Copy all of the rows below line for line, keeping every character unchanged.

::: Data provided :::

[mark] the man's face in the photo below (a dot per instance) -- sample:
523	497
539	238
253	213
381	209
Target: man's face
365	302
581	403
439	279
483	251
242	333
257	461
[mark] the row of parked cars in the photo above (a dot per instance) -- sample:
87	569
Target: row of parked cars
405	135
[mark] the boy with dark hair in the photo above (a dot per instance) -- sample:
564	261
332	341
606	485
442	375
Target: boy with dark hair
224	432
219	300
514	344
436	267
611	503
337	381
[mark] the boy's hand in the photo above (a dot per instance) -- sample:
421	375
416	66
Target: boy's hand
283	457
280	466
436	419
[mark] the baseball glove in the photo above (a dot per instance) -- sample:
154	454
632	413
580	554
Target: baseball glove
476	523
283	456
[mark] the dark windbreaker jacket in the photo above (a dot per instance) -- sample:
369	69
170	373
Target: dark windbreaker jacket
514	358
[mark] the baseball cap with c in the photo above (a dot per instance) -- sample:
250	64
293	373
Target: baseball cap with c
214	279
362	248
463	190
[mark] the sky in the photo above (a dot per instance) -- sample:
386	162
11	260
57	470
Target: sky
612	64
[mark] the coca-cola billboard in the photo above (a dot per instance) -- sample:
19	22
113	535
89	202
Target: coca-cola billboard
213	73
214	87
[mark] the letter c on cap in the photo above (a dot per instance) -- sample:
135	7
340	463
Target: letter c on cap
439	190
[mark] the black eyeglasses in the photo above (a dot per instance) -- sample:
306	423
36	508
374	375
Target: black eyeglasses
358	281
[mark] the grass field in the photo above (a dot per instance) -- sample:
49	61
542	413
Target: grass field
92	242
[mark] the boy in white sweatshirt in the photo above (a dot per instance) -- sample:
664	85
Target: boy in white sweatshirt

:::

Task result:
[mark] the man's face in the photo below (a dot per instance) -- sample:
523	497
539	238
253	213
381	209
Target: man's face
365	302
581	403
439	279
483	251
242	333
257	461
[mark] the row of parked cars in the photo above (a dot per instance) -- sample:
87	569
Target: row of parked cars
405	135
[mark] the boy with dark hair in the photo above (a dot per instance) -- sample:
564	261
332	341
606	485
442	375
Target: boy with dark hair
224	432
219	300
514	344
436	267
611	503
337	381
[mark] the boy's hand in the photo above (a dot per instance) -- sample:
421	375
416	66
Target: boy's hand
283	457
280	466
436	419
[mark] the baseball glove in the photo above (a dot per instance) -- sample:
154	454
632	413
580	554
Target: baseball glove
476	523
283	456
[mark] the dark windbreaker jacket in the photo above (a dot per instance) -- sample:
369	69
170	373
Target: dark windbreaker jacket
514	358
[mark] the baseball cap with c in the photo above (a dot per instance) -- sample:
250	64
293	373
Target: baseball cap with c
214	279
362	248
463	190
[mark] the sky in the photo above (a dot per instance) -- sample:
386	162
11	260
57	470
Target: sky
612	64
[mark] the coca-cola billboard in the photo above (a dot per instance) -- sample:
19	22
113	535
89	202
Target: coca-cola billboard
213	73
214	87
[mark] the letter c on cap in the photo above (a dot per instance) -- sample:
135	7
340	463
Target: letter c on cap
439	190
[mark] the black eyeglasses in the photo above (a dot per instance) -- sample:
306	423
36	508
374	375
Target: black eyeglasses
358	281
[mark] the grass field in the photo above (a dot per instance) -- sample:
49	61
542	413
Target: grass field
92	242
[mark] the boy in white sweatshirt in the photo above (a dot per instance) -- sample:
664	85
Target: boy in white sweatshirt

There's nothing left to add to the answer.